▶ _Directions_: Line by line, copy out the entries exactly and leave the pictures behind.

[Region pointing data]
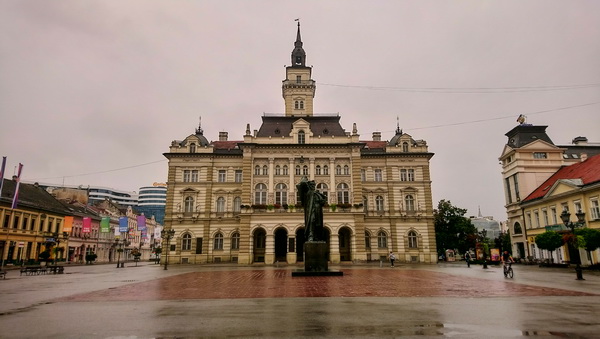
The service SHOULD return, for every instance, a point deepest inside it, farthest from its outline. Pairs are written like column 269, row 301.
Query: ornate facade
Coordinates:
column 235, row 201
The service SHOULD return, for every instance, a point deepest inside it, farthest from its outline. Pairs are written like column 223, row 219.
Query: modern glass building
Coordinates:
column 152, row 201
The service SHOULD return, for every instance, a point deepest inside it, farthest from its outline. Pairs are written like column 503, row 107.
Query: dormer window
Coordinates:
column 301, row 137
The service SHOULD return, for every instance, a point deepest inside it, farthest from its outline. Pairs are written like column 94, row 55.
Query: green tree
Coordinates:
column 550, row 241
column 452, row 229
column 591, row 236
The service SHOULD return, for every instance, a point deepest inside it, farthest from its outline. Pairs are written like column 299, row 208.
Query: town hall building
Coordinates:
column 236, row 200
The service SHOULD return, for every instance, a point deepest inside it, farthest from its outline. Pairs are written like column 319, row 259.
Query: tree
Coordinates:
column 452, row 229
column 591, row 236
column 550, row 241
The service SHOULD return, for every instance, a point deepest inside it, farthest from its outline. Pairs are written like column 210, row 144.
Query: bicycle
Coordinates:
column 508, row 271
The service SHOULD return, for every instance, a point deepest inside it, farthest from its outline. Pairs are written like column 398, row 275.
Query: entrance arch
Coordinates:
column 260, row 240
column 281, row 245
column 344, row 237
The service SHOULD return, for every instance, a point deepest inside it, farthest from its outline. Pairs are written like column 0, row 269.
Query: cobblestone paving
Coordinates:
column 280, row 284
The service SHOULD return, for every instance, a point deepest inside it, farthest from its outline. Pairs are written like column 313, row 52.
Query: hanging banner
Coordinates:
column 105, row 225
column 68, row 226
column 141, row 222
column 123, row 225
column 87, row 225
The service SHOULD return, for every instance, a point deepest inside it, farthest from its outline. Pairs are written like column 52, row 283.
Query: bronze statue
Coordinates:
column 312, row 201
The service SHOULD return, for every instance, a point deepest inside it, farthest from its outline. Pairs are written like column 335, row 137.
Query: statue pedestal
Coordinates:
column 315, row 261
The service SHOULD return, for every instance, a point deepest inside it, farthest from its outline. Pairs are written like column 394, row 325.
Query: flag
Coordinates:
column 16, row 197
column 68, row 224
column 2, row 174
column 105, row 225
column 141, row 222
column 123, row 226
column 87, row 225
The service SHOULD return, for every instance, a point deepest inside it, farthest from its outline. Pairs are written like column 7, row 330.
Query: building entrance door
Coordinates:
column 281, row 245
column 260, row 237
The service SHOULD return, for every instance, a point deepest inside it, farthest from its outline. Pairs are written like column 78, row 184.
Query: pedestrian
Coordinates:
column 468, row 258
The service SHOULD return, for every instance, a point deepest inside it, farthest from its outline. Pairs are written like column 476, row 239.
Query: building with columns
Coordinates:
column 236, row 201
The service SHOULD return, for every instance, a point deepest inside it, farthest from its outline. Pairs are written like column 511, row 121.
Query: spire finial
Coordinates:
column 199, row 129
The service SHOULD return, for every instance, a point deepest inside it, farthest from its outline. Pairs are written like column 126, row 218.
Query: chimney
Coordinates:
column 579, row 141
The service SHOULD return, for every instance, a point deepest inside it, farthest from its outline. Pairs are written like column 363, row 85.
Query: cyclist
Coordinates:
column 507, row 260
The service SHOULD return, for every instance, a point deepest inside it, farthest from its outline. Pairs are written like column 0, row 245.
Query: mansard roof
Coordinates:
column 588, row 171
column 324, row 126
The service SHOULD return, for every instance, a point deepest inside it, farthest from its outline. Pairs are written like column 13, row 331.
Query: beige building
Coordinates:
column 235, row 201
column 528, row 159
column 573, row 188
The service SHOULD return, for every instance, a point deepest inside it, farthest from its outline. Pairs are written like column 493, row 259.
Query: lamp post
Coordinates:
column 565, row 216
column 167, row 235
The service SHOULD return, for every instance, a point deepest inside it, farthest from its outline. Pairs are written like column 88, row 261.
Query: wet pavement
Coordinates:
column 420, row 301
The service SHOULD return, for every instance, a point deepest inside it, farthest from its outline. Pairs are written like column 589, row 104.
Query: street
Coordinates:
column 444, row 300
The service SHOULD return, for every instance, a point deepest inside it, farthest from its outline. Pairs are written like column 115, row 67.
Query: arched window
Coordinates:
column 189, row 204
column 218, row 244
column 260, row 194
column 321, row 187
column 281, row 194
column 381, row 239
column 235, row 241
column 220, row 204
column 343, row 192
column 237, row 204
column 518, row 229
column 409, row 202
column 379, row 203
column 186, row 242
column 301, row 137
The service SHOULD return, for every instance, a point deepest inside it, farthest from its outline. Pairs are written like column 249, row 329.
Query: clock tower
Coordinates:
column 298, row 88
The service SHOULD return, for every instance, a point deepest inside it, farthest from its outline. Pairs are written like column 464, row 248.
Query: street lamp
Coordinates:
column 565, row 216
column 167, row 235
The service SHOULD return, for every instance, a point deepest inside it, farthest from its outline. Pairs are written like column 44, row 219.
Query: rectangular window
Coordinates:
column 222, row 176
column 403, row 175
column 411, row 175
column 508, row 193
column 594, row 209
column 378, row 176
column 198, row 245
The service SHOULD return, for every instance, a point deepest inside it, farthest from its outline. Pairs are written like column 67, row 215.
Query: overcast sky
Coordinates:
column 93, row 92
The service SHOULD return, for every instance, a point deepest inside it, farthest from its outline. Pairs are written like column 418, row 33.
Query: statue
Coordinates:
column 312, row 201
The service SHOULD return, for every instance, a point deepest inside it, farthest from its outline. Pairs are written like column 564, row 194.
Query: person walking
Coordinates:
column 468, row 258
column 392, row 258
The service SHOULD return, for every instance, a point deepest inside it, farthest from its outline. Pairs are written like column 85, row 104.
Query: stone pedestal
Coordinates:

▶ _Output_:
The service SHOULD return, for every instance, a point deepest inside it, farthest from its outline. Pairs are written like column 269, row 301.
Query: ornate facade
Coordinates:
column 235, row 201
The service SHOULD return, for every instance, a point deepest inside it, farthest from its outline. Pairs are written like column 223, row 219.
Query: modern glass building
Coordinates:
column 152, row 201
The service SHOULD return, for every instance, a point deepest inside it, farthest from its outline. Pairs are written like column 503, row 107.
Query: dormer window
Coordinates:
column 301, row 137
The service SHOULD return, for every instance, a point deepest inside it, farthest from its outline. Pairs are written like column 94, row 55.
Query: green tree
Coordinates:
column 550, row 241
column 452, row 229
column 591, row 236
The service SHOULD return, for every instance, a point deepest inside it, farthest from its outline. Pairs are written like column 299, row 208.
Query: town hall building
Coordinates:
column 236, row 200
The service SHOULD return, for every instance, a point deepest inside it, farthest from its outline. Pairs are written like column 319, row 259.
Query: tree
Coordinates:
column 452, row 229
column 591, row 236
column 550, row 241
The service SHOULD return, for every instance, a point deepest inside it, farthest from its outline. Pairs are written like column 210, row 144.
Query: bicycle
Coordinates:
column 508, row 271
The service SHOULD return, for every instance, a point deepest inside it, farthest from its outline. Pairs are written like column 398, row 275.
Query: entrance arch
Coordinates:
column 260, row 240
column 281, row 245
column 344, row 237
The service SHOULD return, for every instance, a point deepest inside it, farthest from its outline. Pairs are written like column 0, row 269.
Query: cobblestone paving
Coordinates:
column 280, row 284
The service SHOULD return, for every instance, a point deepest inside it, farthest from its outline. Pairs are written like column 313, row 52.
Query: hanging banner
Coordinates:
column 105, row 225
column 68, row 226
column 141, row 222
column 123, row 225
column 87, row 225
The service SHOULD return, for every instance, a point deepest inside it, farthest from its outline. Pairs are written like column 52, row 283.
Query: bronze statue
Coordinates:
column 312, row 201
The service SHOULD return, for every instance, a point deepest inside it, farthest from its outline. Pairs are written like column 335, row 137.
Query: statue pedestal
Coordinates:
column 315, row 261
The service SHOULD return, for every instance, a point deepest inside it, farthest from its outline. Pairs are written like column 394, row 325.
Query: flag
Coordinates:
column 16, row 197
column 68, row 224
column 2, row 174
column 105, row 225
column 141, row 222
column 123, row 226
column 87, row 225
The service SHOULD return, for every instance, a point deepest inside it, farthest from its outline. Pairs are written like column 7, row 330.
Query: building entrance door
Coordinates:
column 281, row 245
column 260, row 237
The service SHOULD return, for every instance, a point deepest inside it, farthest from its outline. Pairs are written like column 78, row 184.
Query: pedestrian
Coordinates:
column 468, row 258
The service SHOULD return, for every instance, a point deepest inside it, farthest from its outline. Pairs are written like column 476, row 239.
Query: building with columns
Coordinates:
column 236, row 201
The service SHOULD return, for every instance, a point deepest inside it, farthest from its outline. Pairs are written like column 511, row 121.
Query: spire finial
Coordinates:
column 199, row 129
The service SHOULD return, for every instance, a point deepest inside it, farthest from its outline. Pairs are written like column 126, row 218.
Query: chimney
Coordinates:
column 579, row 141
The service SHOULD return, for every instance, a point deepest inside it, farthest from its outline. Pairs are written like column 363, row 85.
Query: cyclist
Coordinates:
column 507, row 260
The service SHOULD return, for every instance, a point deepest inside it, farthest from its outline. Pairs are written like column 0, row 245.
Query: mansard roof
Coordinates:
column 588, row 171
column 324, row 126
The service SHOULD return, for every instance, a point deepest inside it, farthest from its outline. Pairs are written like column 13, row 331.
Query: beige building
Coordinates:
column 235, row 201
column 528, row 159
column 573, row 188
The service SHOULD return, for every instance, a point deepest inside it, farthest from its outline. Pairs are written like column 493, row 259.
Query: lamp post
Coordinates:
column 565, row 216
column 167, row 235
The service SHOULD return, for every instance, a point deepest inside it, farthest from its outline. Pairs are written like column 88, row 261.
Query: wet pavement
Coordinates:
column 420, row 301
The service SHOULD return, for every instance, a point deepest inside it, farthest from its outline. Pairs are written like column 589, row 104.
Query: street
Coordinates:
column 444, row 300
The service SHOULD return, for every instance, a point deepest inside it, farthest from its outline. Pairs are written like column 115, row 67.
Query: arched window
Coordinates:
column 189, row 204
column 218, row 244
column 260, row 194
column 321, row 187
column 281, row 194
column 381, row 239
column 235, row 241
column 220, row 204
column 343, row 192
column 237, row 204
column 518, row 229
column 409, row 202
column 379, row 203
column 186, row 242
column 301, row 137
The service SHOULD return, for every instance, a point deepest inside it, farthest from its outline. Pairs are written like column 249, row 329.
Query: clock tower
Coordinates:
column 298, row 88
The service SHOULD return, for every instance, a point deepest inside it, farthest from its outline. Pairs are written like column 464, row 248.
Query: street lamp
Coordinates:
column 565, row 216
column 167, row 235
The service SHOULD return, for every instance, a point deepest inside it, farthest from its outline. Pairs are written like column 44, row 219.
Query: rectangular window
Coordinates:
column 222, row 176
column 403, row 175
column 411, row 175
column 508, row 193
column 594, row 209
column 378, row 176
column 198, row 245
The service SHOULD return, for every instance, a point deepest inside it, farthest from its outline. Pairs are written like column 67, row 215.
Query: overcast sky
Coordinates:
column 93, row 92
The service SHOULD return, for every instance, a point deepest inside it, farthest from its outline. Pairs are written like column 418, row 33.
Query: statue
Coordinates:
column 312, row 201
The service SHOULD return, for every instance, a point deepest inside it, farthest from its outline. Pairs are written like column 564, row 194.
Query: person walking
Coordinates:
column 468, row 258
column 392, row 258
The service SHOULD return, for every instance, a point deepest inside it, farthest from its outline. Pairs are written like column 85, row 104.
Query: stone pedestal
Coordinates:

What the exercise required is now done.